Collected data entries:
○ ○ ○ ○ ○ ○ ○

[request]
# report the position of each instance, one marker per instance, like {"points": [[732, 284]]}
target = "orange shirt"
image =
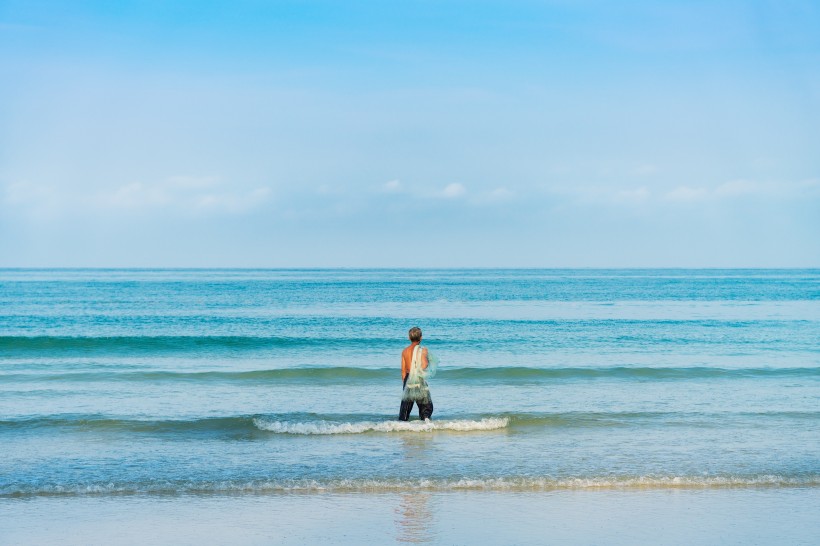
{"points": [[407, 359]]}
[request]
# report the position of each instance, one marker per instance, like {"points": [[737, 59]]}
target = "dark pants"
{"points": [[425, 407]]}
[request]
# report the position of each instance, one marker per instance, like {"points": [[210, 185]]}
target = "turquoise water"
{"points": [[209, 381]]}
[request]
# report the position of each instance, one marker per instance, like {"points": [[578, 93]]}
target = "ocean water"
{"points": [[166, 382]]}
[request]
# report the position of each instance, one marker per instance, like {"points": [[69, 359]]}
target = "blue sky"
{"points": [[412, 133]]}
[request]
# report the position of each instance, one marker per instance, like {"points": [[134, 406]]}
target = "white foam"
{"points": [[329, 427], [509, 483]]}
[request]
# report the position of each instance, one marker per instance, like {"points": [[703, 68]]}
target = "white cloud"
{"points": [[393, 186], [176, 193], [645, 170], [453, 191], [498, 195], [637, 195], [687, 194]]}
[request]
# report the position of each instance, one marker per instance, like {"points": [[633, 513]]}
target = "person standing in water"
{"points": [[414, 363]]}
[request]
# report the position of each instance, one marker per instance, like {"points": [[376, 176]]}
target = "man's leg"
{"points": [[426, 409], [405, 409]]}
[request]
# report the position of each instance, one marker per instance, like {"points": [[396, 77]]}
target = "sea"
{"points": [[152, 386]]}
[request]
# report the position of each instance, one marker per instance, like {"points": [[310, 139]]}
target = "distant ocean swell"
{"points": [[498, 375], [313, 424], [374, 485]]}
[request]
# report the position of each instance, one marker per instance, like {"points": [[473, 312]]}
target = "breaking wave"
{"points": [[329, 427], [510, 483]]}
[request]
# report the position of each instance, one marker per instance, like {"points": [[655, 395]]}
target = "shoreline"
{"points": [[672, 516]]}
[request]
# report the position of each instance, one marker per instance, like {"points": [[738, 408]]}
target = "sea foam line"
{"points": [[433, 485], [329, 427]]}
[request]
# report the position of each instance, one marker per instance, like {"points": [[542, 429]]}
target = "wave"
{"points": [[329, 427], [244, 426], [166, 344], [496, 375], [507, 483]]}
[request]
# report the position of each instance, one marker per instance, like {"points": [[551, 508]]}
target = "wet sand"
{"points": [[698, 516]]}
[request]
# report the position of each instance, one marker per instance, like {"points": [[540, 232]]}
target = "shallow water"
{"points": [[131, 382]]}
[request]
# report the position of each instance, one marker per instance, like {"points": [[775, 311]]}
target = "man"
{"points": [[414, 362]]}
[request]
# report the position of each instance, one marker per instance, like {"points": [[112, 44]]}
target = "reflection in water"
{"points": [[414, 516]]}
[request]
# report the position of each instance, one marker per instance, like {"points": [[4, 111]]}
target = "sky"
{"points": [[405, 133]]}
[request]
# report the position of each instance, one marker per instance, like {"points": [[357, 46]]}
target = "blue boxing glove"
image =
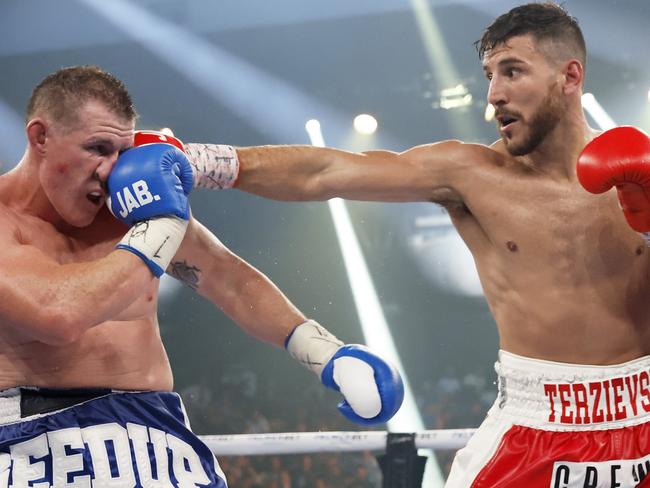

○ ○ ○ ○ ○ ○ ○

■ **Brief**: From the first line to the last, set down the records exactly, leaving out images.

■ **Response to this task**:
[request]
# report the position of each instance, one marker per instance, like {"points": [[732, 284]]}
target = "orange shirt"
image =
{"points": [[407, 359]]}
[request]
# report the position of each instance, one marker per instance, like {"points": [[737, 59]]}
target = "dark pants"
{"points": [[425, 407]]}
[request]
# report the position of each instance, one marker per instance, like {"points": [[210, 185]]}
target = "turquoise water"
{"points": [[209, 381]]}
[request]
# report the position of each instance, one marker per instance, like {"points": [[578, 93]]}
target = "ocean water"
{"points": [[166, 382]]}
[request]
# report the position of each instance, one marker per instance, like {"points": [[69, 359]]}
target = "blue sky"
{"points": [[412, 133]]}
[request]
# report the position of each instance, one marker per instance, like {"points": [[134, 406]]}
target = "white foam"
{"points": [[329, 427], [509, 483]]}
[request]
# report the position of each instance, one marker per instance, like {"points": [[703, 68]]}
target = "white cloud"
{"points": [[393, 186], [176, 193], [645, 170], [453, 191], [498, 195], [637, 195], [687, 194]]}
[request]
# report the position of each instance, one marker per instance, like {"points": [[633, 513]]}
target = "person standing in water"
{"points": [[414, 363]]}
[request]
# report the position of each instance, one marker per instance, like {"points": [[376, 176]]}
target = "man's leg"
{"points": [[426, 409], [405, 409]]}
[request]
# report the position of each instance, one marker per instance, like {"points": [[396, 77]]}
target = "sea"
{"points": [[152, 386]]}
[request]
# report the position of each instance, one marker per instance, like {"points": [[310, 139]]}
target = "distant ocean swell"
{"points": [[498, 375], [313, 424], [374, 485]]}
[request]
# report the position of each instance, one marker per instance, like {"points": [[473, 312]]}
target = "breaking wave"
{"points": [[329, 427], [510, 483]]}
[request]
# report the position of each instance, one marker per instance, like {"points": [[655, 395]]}
target = "shoreline"
{"points": [[672, 516]]}
[request]
# report the position of each instance, one marker per instance, like {"points": [[738, 408]]}
target = "sea foam line"
{"points": [[433, 485], [329, 427]]}
[request]
# report the position of each instance, one marker per instance, like {"points": [[542, 429]]}
target = "wave"
{"points": [[329, 427], [244, 426], [166, 344], [496, 375], [507, 483]]}
[request]
# report the position of each instance, one marker per instance, like {"points": [[551, 508]]}
target = "wet sand"
{"points": [[698, 516]]}
[request]
# report the position of each instance, one marker per instance, like {"points": [[540, 232]]}
target = "shallow water"
{"points": [[131, 382]]}
[request]
# report the position of each instance, one marker per instance, like {"points": [[775, 311]]}
target = "man"
{"points": [[414, 362]]}
[request]
# report the position of each instance, one marker per instance, like {"points": [[112, 44]]}
target = "reflection in water"
{"points": [[414, 516]]}
[request]
# report the position of each instance, one marker per instance, like {"points": [[4, 111]]}
target = "sky"
{"points": [[405, 133]]}
[request]
# report the position of each instance, one marker per instance, like {"points": [[357, 46]]}
target = "blue boxing glove"
image =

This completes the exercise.